─── The records ───
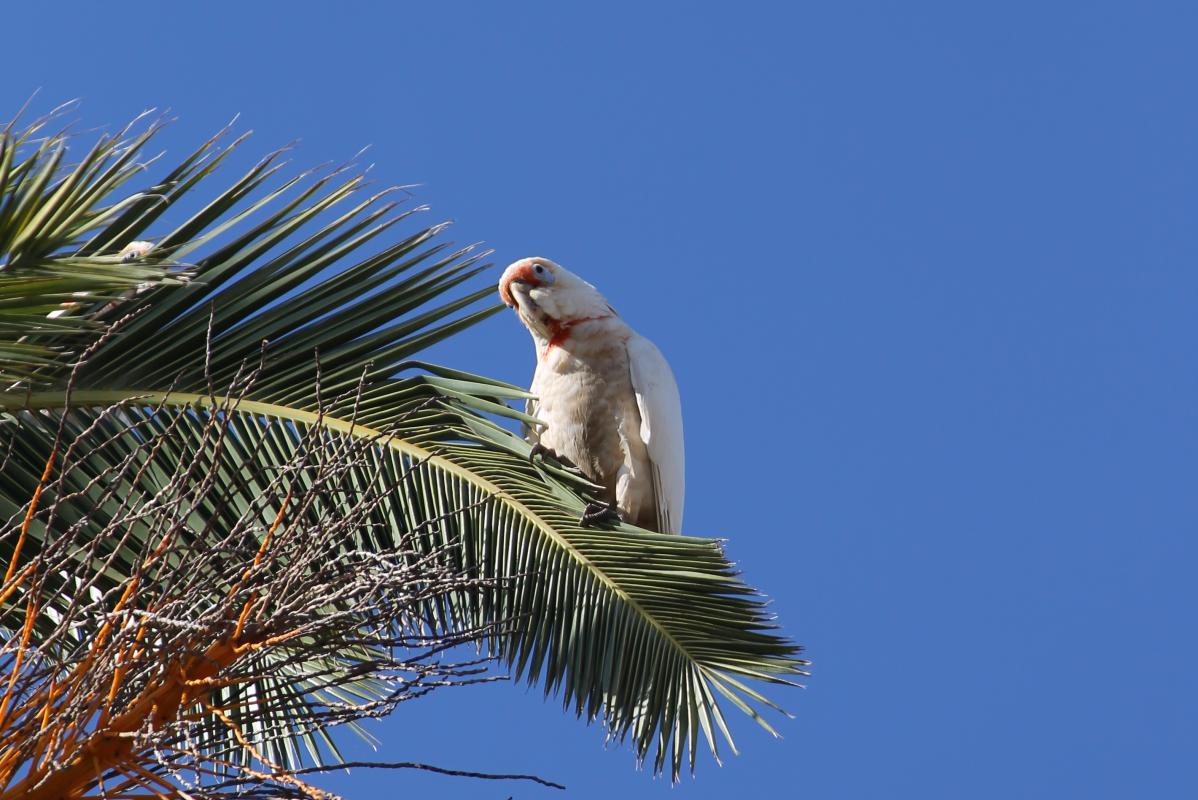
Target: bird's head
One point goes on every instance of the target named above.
(544, 294)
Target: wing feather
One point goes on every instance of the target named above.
(657, 399)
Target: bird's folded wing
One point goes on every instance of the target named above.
(657, 399)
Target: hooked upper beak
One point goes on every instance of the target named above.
(518, 279)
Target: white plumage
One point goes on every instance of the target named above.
(605, 395)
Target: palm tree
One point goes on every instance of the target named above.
(225, 436)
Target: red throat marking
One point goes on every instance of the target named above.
(558, 332)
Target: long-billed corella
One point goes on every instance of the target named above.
(606, 398)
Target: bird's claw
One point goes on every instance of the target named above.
(598, 513)
(538, 449)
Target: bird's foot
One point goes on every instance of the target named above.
(538, 449)
(598, 513)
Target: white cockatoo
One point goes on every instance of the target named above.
(604, 394)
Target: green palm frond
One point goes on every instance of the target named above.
(645, 631)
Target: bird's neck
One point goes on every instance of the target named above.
(558, 332)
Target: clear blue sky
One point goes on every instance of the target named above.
(929, 280)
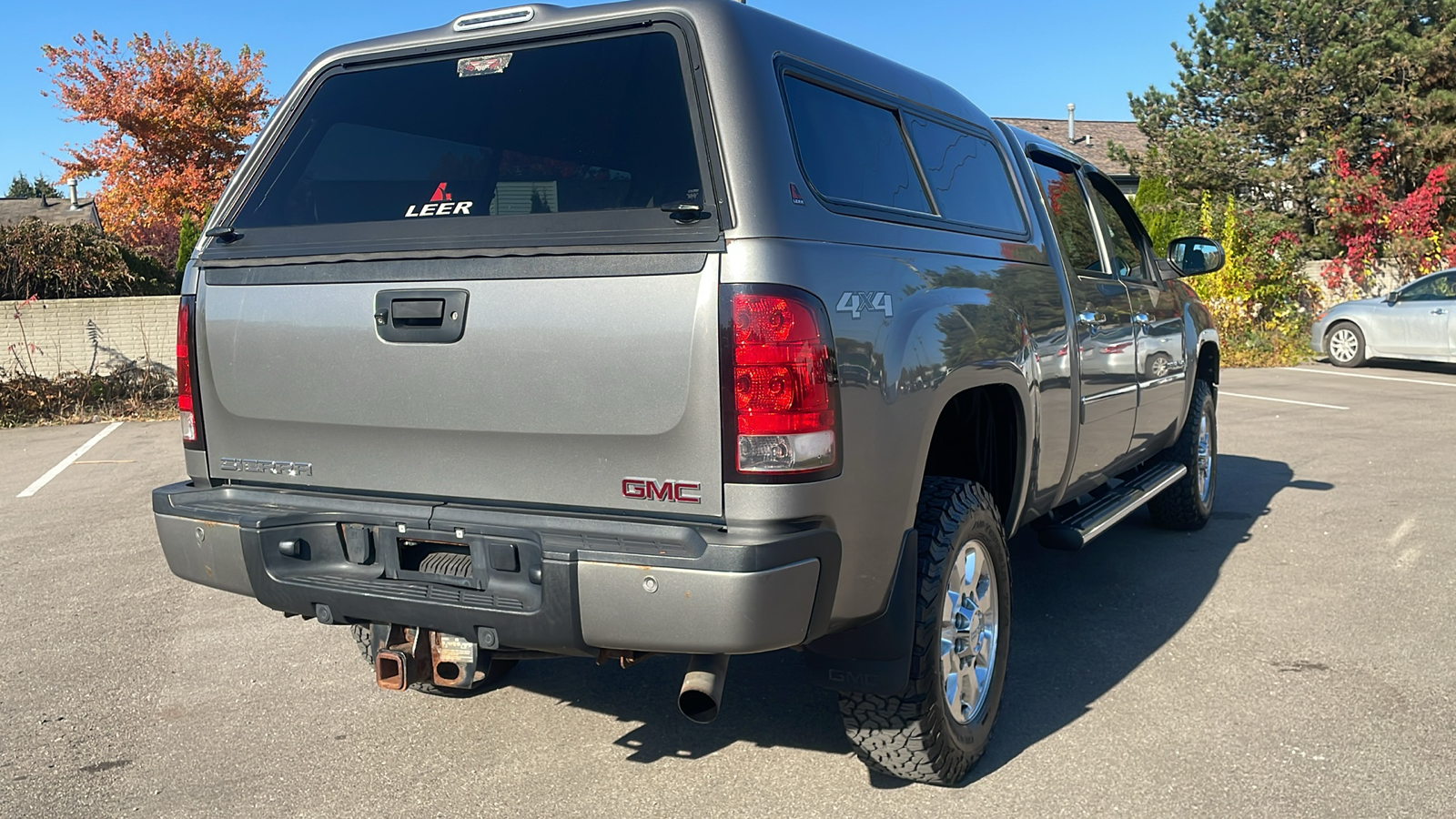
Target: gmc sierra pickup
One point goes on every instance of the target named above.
(670, 327)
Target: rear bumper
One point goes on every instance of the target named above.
(539, 581)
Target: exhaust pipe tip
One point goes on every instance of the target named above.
(703, 693)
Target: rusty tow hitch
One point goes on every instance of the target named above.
(405, 656)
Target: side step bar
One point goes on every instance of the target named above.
(1077, 530)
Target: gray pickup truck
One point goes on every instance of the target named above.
(674, 329)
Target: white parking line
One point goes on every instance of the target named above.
(1280, 399)
(1366, 376)
(69, 460)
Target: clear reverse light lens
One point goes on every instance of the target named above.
(786, 453)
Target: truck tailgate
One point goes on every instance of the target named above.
(558, 390)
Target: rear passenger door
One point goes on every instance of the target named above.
(1104, 339)
(1157, 315)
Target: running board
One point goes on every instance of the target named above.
(1077, 530)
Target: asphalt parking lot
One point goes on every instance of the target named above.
(1298, 658)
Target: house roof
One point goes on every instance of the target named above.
(50, 210)
(1101, 133)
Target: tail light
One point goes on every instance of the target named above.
(783, 414)
(188, 407)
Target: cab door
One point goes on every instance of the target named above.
(1104, 337)
(1420, 321)
(1162, 361)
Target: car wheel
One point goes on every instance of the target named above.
(1344, 344)
(1157, 365)
(939, 724)
(1188, 503)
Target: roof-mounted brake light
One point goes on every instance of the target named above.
(494, 18)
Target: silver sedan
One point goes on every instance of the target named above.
(1411, 322)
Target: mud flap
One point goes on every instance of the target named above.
(873, 658)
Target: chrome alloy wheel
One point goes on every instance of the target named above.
(1205, 462)
(968, 630)
(1343, 344)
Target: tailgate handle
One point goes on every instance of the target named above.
(420, 317)
(417, 312)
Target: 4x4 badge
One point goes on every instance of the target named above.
(859, 302)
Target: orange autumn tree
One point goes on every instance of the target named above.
(177, 120)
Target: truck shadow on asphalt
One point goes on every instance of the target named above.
(1082, 622)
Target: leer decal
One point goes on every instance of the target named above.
(440, 205)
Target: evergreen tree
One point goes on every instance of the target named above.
(22, 188)
(1270, 89)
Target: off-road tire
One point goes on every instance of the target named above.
(912, 734)
(1359, 341)
(1183, 506)
(490, 673)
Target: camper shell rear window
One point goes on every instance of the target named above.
(572, 142)
(874, 155)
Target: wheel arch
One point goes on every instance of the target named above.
(982, 433)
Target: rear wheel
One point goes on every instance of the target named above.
(941, 723)
(1346, 346)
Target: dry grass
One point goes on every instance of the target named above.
(79, 398)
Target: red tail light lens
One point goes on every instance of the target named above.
(188, 407)
(784, 399)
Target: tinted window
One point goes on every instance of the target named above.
(1070, 219)
(592, 126)
(967, 177)
(1433, 288)
(852, 150)
(1127, 256)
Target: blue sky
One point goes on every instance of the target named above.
(1011, 58)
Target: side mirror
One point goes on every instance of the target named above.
(1193, 256)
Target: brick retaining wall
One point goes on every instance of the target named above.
(89, 334)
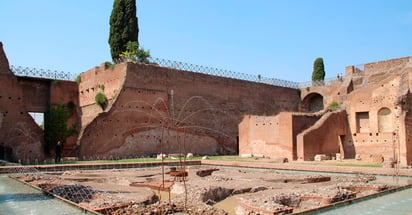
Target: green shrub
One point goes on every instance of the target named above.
(78, 79)
(109, 65)
(333, 106)
(101, 100)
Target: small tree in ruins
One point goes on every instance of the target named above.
(318, 73)
(123, 26)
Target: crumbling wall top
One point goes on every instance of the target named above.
(4, 63)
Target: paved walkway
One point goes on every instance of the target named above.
(311, 167)
(254, 164)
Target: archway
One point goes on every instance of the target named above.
(312, 103)
(385, 120)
───
Directions for this task -
Express every line of the rows above as a JSON list of strings, one string per line, skipping blank lines. Leave the pictures out of the answer.

Expected output -
[
  "Target: bird's head",
  "One point goes on every instance of the target named above.",
  "(544, 294)",
  "Target: wing feather",
  "One point goes on every instance of the target named above.",
  "(657, 399)",
  "Target: bird's folded wing",
  "One point goes on every instance of the target named above.",
  "(657, 399)",
  "Target: hooked upper beak",
  "One point goes on every instance of the target named above.",
  "(518, 279)",
  "Target: white plumage",
  "One point goes on every instance of the target named above.",
  "(605, 395)",
  "Target: palm tree",
  "One point goes on every instance of the target named above.",
  "(225, 436)",
  "Target: red throat marking",
  "One point goes on every instance of the target named above.",
  "(558, 332)",
  "Target: long-billed corella",
  "One point goes on every instance of the target named above.",
  "(606, 398)",
  "Target: bird's claw",
  "One point goes on every instance of the target named above.",
  "(598, 513)",
  "(538, 449)",
  "Target: bird's foot",
  "One point goes on every instance of the target named above.",
  "(538, 449)",
  "(598, 513)",
  "Target: white cockatoo",
  "One point goes on every instance of the target named above.",
  "(604, 394)",
  "Target: green palm frond",
  "One point goes on every instance of the target named above.",
  "(645, 631)",
  "Target: bird's neck",
  "One point goes on every instance of the target named above.",
  "(558, 332)",
  "Target: clear blue sky",
  "One point goes on every instance of the target named above.",
  "(929, 280)",
  "Target: gmc sierra pickup",
  "One point goes on every instance of the target named above.",
  "(670, 327)",
  "Target: rear bumper",
  "One point goes on every instance of the target named above.",
  "(539, 581)",
  "Target: exhaust pipe tip",
  "One point goes on every instance of the target named above.",
  "(703, 693)",
  "Target: rusty tow hitch",
  "One point goes on every instance of the target named above.",
  "(405, 656)",
  "Target: side step bar",
  "One point goes on every instance of the target named above.",
  "(1077, 530)",
  "Target: gray pickup truck",
  "One point goes on every instance of the target named above.",
  "(674, 329)",
  "Target: white parking line",
  "One point goes on every instance of the target named above.",
  "(1280, 399)",
  "(1366, 376)",
  "(69, 460)",
  "Target: clear reverse light lens",
  "One point goes on every instance of the target named above.",
  "(786, 453)",
  "Target: truck tailgate",
  "One point goes on every instance of the target named above.",
  "(558, 390)",
  "Target: rear passenger door",
  "One point goes on every instance of the target named above.",
  "(1104, 339)",
  "(1157, 315)",
  "Target: running board",
  "One point goes on every instance of the target named above.",
  "(1077, 530)",
  "Target: asphalt parking lot",
  "One point goes on every instance of the target named above.",
  "(1298, 658)",
  "Target: house roof",
  "One point goes on every instance of the target named above.",
  "(50, 210)",
  "(1101, 133)",
  "Target: tail light",
  "One point goes on every instance of the target named above.",
  "(783, 414)",
  "(188, 407)",
  "Target: cab door",
  "One point goes on every instance of the target named above.",
  "(1104, 337)",
  "(1420, 321)",
  "(1162, 361)",
  "Target: car wheel",
  "One point goes on every instance of the target named above.",
  "(1344, 344)",
  "(1157, 365)",
  "(939, 724)",
  "(1188, 503)",
  "Target: roof-mounted brake light",
  "One point goes on every instance of the target named above.",
  "(494, 18)",
  "Target: silver sedan",
  "One point goes on every instance of the target named above.",
  "(1411, 322)",
  "Target: mud flap",
  "One point goes on every instance of the target named above.",
  "(873, 658)",
  "Target: chrome alloy wheel",
  "One point goes on every instance of the target named above.",
  "(1205, 462)",
  "(968, 630)",
  "(1343, 344)",
  "Target: tailgate handle",
  "One point goes on every instance of the target named above.",
  "(420, 317)",
  "(417, 312)",
  "Target: 4x4 badge",
  "One point goes on every instance of the target named above.",
  "(859, 302)",
  "Target: orange autumn tree",
  "One point goes on every instance of the target named above.",
  "(177, 120)",
  "Target: truck shadow on asphalt",
  "One point goes on every instance of the target named above.",
  "(1082, 622)",
  "Target: leer decal",
  "One point goes on every instance of the target named above.",
  "(440, 205)",
  "Target: evergreen tree",
  "One point goes on every instance of the target named above.",
  "(22, 188)",
  "(1270, 89)",
  "Target: off-road tire",
  "One point goes on every instance of the target named above.",
  "(912, 734)",
  "(1359, 341)",
  "(1183, 506)",
  "(490, 673)",
  "Target: camper shell rear window",
  "One point goes on every instance of the target named above.",
  "(572, 142)",
  "(874, 155)",
  "Target: wheel arch",
  "One point goes on every instance of the target named above.",
  "(982, 433)",
  "Target: rear wheel",
  "One point goes on every instance of the target named above.",
  "(941, 723)",
  "(1346, 346)",
  "Target: dry grass",
  "One point goes on every instance of the target named above.",
  "(79, 398)",
  "Target: red tail light lens",
  "One point goes on every instance of the target named above.",
  "(188, 407)",
  "(784, 399)",
  "Target: tinted window",
  "One point goes on every instance of the target named above.",
  "(1070, 219)",
  "(592, 126)",
  "(967, 177)",
  "(1433, 288)",
  "(852, 150)",
  "(1127, 256)",
  "Target: blue sky",
  "One point goes on every instance of the target named above.",
  "(1011, 58)",
  "Target: side mirror",
  "One point goes on every instance of the target named above.",
  "(1193, 256)",
  "Target: brick retaining wall",
  "One point goes on every instance of the target named above.",
  "(89, 334)",
  "Target: green shrub",
  "One point goes on every instance of the target named above.",
  "(78, 79)",
  "(109, 65)",
  "(333, 106)",
  "(101, 100)",
  "Target: small tree in ruins",
  "One point goes on every instance of the target named above.",
  "(318, 73)",
  "(123, 26)",
  "Target: crumbling wall top",
  "One point goes on every instance of the target named above.",
  "(4, 63)",
  "Target: paved walkway",
  "One point goes on every instance of the target named above.",
  "(311, 167)",
  "(254, 164)",
  "Target: archway",
  "One point goes on every instance of the target named above.",
  "(312, 103)",
  "(385, 120)"
]